Work task:
Please reproduce word for word the part of the article on particles surfing waves that opens with the words containing "In the experiments, liquid" and closes with "in Nature Physics.".

Surf’s up for microbes swimming beside red blood cells.

New calculations and experiments model for the first time how spherical particles submerged in gooey liquid travel along a flexible rubber sheet; comparable conditions are common in the human body, such as blood cells flowing through a capillary or the journeys of self-propelled microbes. (Although blood isn’t particularly viscous, at microscopic scales its effective viscosity is high.)

All these particles, it turns out, catch a wave.

In the experiments, liquid flows around a moving particle. That flow, in turn, pushes on the adjacent sheet, deforming the surface into a sinusoidal wave with a depression and a hump. The stream of liquid into the depression and over the hump repels the particle away from the sheet. As the particle continues moving, it ‘surfs’ the wave and picks up speed, researchers reported online September 16 in Nature Physics.

The finding offers not only new insights into biological processes, but a gentler method for measuring the elasticity of cell membranes and an easy way to sort particles by size. “It’s a simple idea with big implications in biology and engineering,” says study coauthor Naomi Oppenheimer, a research fellow at the Center for Computational Biology at the Flatiron Institute in New York City.

Entries supplied:
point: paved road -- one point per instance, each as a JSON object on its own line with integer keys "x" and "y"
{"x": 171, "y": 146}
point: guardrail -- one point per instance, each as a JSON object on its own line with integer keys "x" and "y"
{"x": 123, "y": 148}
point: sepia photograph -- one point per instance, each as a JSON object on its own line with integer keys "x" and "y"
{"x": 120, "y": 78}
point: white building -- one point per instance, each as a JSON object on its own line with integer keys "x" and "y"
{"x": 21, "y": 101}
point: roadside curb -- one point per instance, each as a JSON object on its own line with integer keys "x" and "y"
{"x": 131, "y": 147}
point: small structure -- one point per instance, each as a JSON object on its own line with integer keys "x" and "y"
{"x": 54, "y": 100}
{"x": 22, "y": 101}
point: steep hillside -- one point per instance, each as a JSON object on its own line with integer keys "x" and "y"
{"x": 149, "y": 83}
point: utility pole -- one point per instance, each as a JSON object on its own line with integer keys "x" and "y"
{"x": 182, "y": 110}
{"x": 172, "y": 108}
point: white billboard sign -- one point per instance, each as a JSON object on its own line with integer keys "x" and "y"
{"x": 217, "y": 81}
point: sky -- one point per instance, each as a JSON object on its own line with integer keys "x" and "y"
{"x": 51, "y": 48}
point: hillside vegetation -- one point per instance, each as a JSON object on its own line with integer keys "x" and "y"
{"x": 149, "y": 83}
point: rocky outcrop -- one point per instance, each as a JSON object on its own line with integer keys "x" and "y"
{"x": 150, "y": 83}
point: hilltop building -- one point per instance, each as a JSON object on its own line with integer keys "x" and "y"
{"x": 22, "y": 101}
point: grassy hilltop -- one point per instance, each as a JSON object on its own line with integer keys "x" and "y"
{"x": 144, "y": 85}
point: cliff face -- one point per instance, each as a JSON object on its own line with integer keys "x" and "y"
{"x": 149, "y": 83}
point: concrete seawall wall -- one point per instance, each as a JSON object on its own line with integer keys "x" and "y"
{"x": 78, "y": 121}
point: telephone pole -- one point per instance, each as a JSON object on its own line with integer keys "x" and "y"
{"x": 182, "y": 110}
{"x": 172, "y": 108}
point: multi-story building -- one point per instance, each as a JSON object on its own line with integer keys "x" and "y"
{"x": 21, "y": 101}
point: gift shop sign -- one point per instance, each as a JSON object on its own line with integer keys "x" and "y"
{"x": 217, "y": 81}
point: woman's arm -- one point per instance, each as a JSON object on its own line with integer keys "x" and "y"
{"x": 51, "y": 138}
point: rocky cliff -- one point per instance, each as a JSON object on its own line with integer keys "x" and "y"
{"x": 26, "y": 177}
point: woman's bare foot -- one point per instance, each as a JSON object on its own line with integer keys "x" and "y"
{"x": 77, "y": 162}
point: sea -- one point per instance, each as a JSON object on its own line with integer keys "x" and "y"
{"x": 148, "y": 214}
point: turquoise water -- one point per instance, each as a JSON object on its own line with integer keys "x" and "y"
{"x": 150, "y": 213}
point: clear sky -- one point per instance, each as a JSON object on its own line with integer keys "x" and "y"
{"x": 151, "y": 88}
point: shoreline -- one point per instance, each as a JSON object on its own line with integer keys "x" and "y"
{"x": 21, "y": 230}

Answer section:
In the experiments, liquid flows around a moving particle. That flow, in turn, pushes on the adjacent sheet, deforming the surface into a sinusoidal wave with a depression and a hump. The stream of liquid into the depression and over the hump repels the particle away from the sheet. As the particle continues moving, it ‘surfs’ the wave and picks up speed, researchers reported online September 16 in Nature Physics.